Copy every item below verbatim, keeping each line and its order unchanged.

━━ PROVIDED MATERIAL ━━

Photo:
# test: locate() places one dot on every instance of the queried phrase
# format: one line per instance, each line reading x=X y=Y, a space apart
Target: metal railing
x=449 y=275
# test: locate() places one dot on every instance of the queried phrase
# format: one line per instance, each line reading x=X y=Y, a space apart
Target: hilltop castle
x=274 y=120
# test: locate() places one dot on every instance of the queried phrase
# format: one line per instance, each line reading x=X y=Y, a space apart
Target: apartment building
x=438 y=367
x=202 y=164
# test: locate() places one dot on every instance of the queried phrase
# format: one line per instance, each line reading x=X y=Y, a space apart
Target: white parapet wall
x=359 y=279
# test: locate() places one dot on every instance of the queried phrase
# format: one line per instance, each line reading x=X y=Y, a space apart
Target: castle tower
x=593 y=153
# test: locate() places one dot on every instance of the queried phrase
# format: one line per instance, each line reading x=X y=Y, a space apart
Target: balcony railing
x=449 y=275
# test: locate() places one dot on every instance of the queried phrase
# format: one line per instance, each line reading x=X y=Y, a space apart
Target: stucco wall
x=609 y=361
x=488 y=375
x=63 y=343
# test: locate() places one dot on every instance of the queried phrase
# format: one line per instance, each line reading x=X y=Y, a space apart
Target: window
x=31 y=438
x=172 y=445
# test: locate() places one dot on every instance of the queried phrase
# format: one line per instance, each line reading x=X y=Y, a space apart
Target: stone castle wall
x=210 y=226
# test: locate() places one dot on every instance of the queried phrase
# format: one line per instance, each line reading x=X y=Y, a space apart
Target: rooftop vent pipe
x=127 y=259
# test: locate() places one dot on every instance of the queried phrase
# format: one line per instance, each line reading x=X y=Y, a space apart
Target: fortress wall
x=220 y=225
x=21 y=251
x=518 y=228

━━━

◆ **THE SOLUTION**:
Photo:
# test: locate() places one dot on every instance of the queried phrase
# format: one line per instance, each line reading x=X y=Y, a space apart
Target: metal railing
x=449 y=275
# test: locate() places one dot on every instance of the queried phrase
# format: one line per instance, each line reading x=X y=Y, a space apart
Target: hilltop castle
x=274 y=120
# test: locate() places one dot on every instance of the queried phrase
# format: one line per instance, each line reading x=X y=Y, a space apart
Target: apartment building
x=438 y=367
x=202 y=164
# test: locate() places one dot on every instance of the queried phrase
# format: one line per instance, each line reading x=X y=Y, a space apart
Target: white parapet wall
x=359 y=279
# test: locate() places one dot on every instance of the queried phrase
# format: one line per instance, each line reading x=X y=Y, a space apart
Target: castle tower
x=593 y=153
# test: locate() places one dot on every instance of the queried phrase
# format: one line per instance, each line reading x=X y=Y, a space apart
Target: balcony railing
x=449 y=275
# test: locate() places one dot on every instance of the queried phrase
# format: one line per instance, each line reading x=X y=Y, a space apart
Target: stucco wall
x=609 y=361
x=488 y=375
x=63 y=343
# test: locate() places one dot on every instance of the queried phrase
# format: one line per instance, each line reading x=X y=Y, a space apart
Target: window
x=31 y=438
x=172 y=445
# test: locate() places one dot on every instance of the queried phrase
# format: one line per instance, each line reading x=X y=Y, a space apart
Target: stone castle wall
x=210 y=226
# test: locate() places one dot on every instance of the queried phrase
# format: one line per instance, each line reading x=X y=Y, a space apart
Target: rooftop vent pipe
x=127 y=259
# test: locate() places one dot on every instance of the queried phrase
# format: one line per instance, each line reading x=X y=Y, a space apart
Target: fortress wall
x=220 y=225
x=21 y=251
x=518 y=228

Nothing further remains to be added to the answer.